Extrait du document

————

[chapo]Comme je vous disais dans un article précédent « le défi de la transformation digitale », la transformation digitale est bel et bien en marche. Apparu il y a quelques années, le poste de Chief Digital Officer (CDO – Directeur de la stratégie Digitale) est un rôle « indispensable » pour piloter efficacement et rapidement la transformation digitale. Pour preuve, en seulement quelques années, 90% des entreprises du CAC 40 se sont offerts les services d’un CDO : Danone, Pernod Ricard, L’Oréal, AXA, LVMH, Carrefour… Quel est son rôle et ses leviers d’action au sein de l’organisation ? Quel rôle vis-à-vis d’une DSI en complète métamorphose ?[/chapo]
Le Chief Digital Officer, le pilote de ligne de la digitalisation !
La feuille de route d’un CDO est ambitieuse et les moyens associés sont souvent faibles comptes tenus de l’ampleur de la tâche ! Même s’il ne dispose pas de tous les leviers, son rôle d’expert du domaine lui confère une relation particulière avec la Direction de l’entreprise qu’il conseille, accompagne et tente de convaincre. Conscient des enjeux, certains grands comptes (Accor, Airbus, AXA, L’Oréal) ont ainsi décidé de faire siéger le CDO au ComEx lui conférant ainsi des moyens supplémentaires pour mener à bien sa mission. Pourtant les tâches ne se minimisent pas pour autant, un CDO est aux commandes pour :
- Définir la vision et les objectifs stratégiques,
- Evangéliser la culture digitale à l’ensemble des métiers et des collaborateurs,
- Faire évoluer les métiers et l’organisation,
- Piloter la réalisation des chantiers de transformation.
Pourtant, afin d’atteindre ses objectifs, un CDO doit fédérer et obtenir sur le long terme l’implication de l’ensemble des forces en présence (de toutes les directions) : Comité Exécutif, RH, marketing, communication, commercial, DSI… Son champ d’action est large et transverse à toute l’entreprise. Il est en quelque sorte un poste à la croisée des chemins entre l’IT, les Métiers et la Direction de l’entreprise.
Opérationnellement, le CDO s’entoure d’une équipe d’experts « locaux » (une sorte de relais locaux) dans toutes les directions pour s’assurer que les chantiers avancent et aboutissent conformément à la feuille de route et aux objectifs (respect des indicateurs de performances). À tout moment, le CDO a la capacité de réaligner les travaux ou de se fixer de nouvelles ambitions au gré des nouvelles tendances.

————

Informations fournies
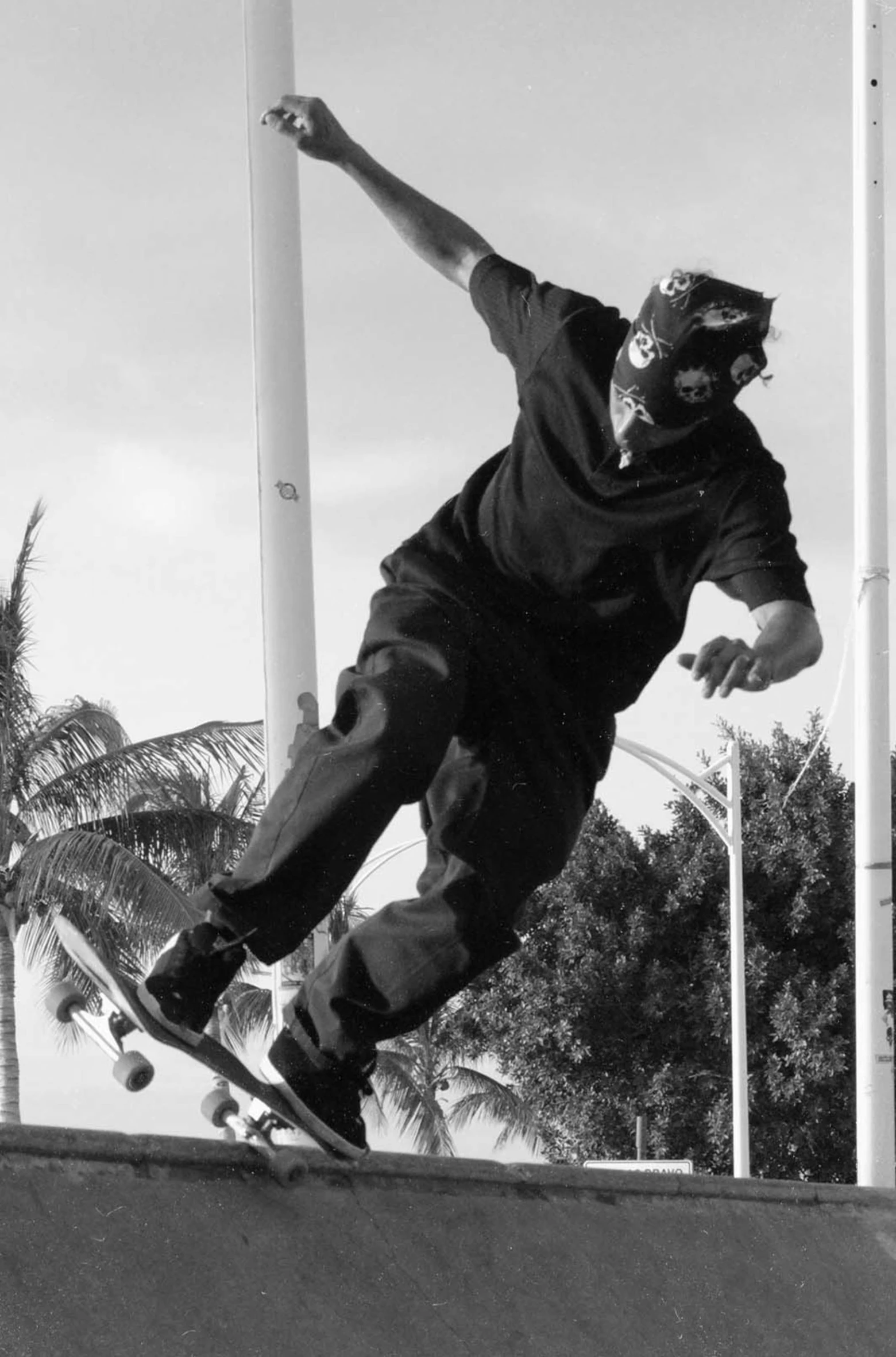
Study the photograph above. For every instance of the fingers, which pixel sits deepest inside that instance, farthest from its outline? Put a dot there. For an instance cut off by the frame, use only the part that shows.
(289, 114)
(723, 666)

————

Problème à résoudre
Pouvez-vous reprendre le texte sur le rôle du Chief Digital Officer et le poursuivre à partir de sa dernière phrase ?

Résultat ci-dessous
Selon le cabinet Gartner, un tel profil s’apparente à celui d’un « Ninja* » : un profil « vif » constamment dans l’expérimentation, à la recherche des meilleures innovations digitales (internes et externes). Ses préoccupations sont bien sûr orientées vers le client final mais également vers les collaborateurs dans un contexte où les technologies liées au Digital Workplace commencent à être suffisamment « mûres » pour lancer des projets au-delà de simples prototypes. C’est la conviction d’Astrakhan puisque nous lançons depuis plusieurs mois des chantiers autour de ces sujets et notre présence les 20 et 21 septembre au Symposium Gartner de Londres n’était évidemment pas un hasard ! Le CDO insuffle la dynamique de transformation à toute l’entreprise, il en est le pilote de ligne, le pilote le changement !
Quel rôle pour la DSI avec un CDO aux commandes ?
Même si les rôles de CDO & de DSI présentent des similitudes, ils restent complémentaires. Auparavant focalisé sur le Build et le Run, la DSI est en train de se transformer et s’adapter pour répondre au rythme du Digital ; une lutte pour préserver son rôle de « pivot » dans l’organisation.
Bonne nouvelle, la DSI est en route vers plus d’agilité et d’innovation ! En valorisant ses assets (API), en industrialisant ses processus de fabrication de bout en bout (DevOps), la DSI s’est progressivement familiarisée avec les pratiques agiles pour délivrer rapidement et surtout avec qualité de nouvelles initiatives aux métiers. L’IT « historique » cohabite de plus en plus avec l’IT « innovante », l’approche « Bi-Modal IT » est bien là !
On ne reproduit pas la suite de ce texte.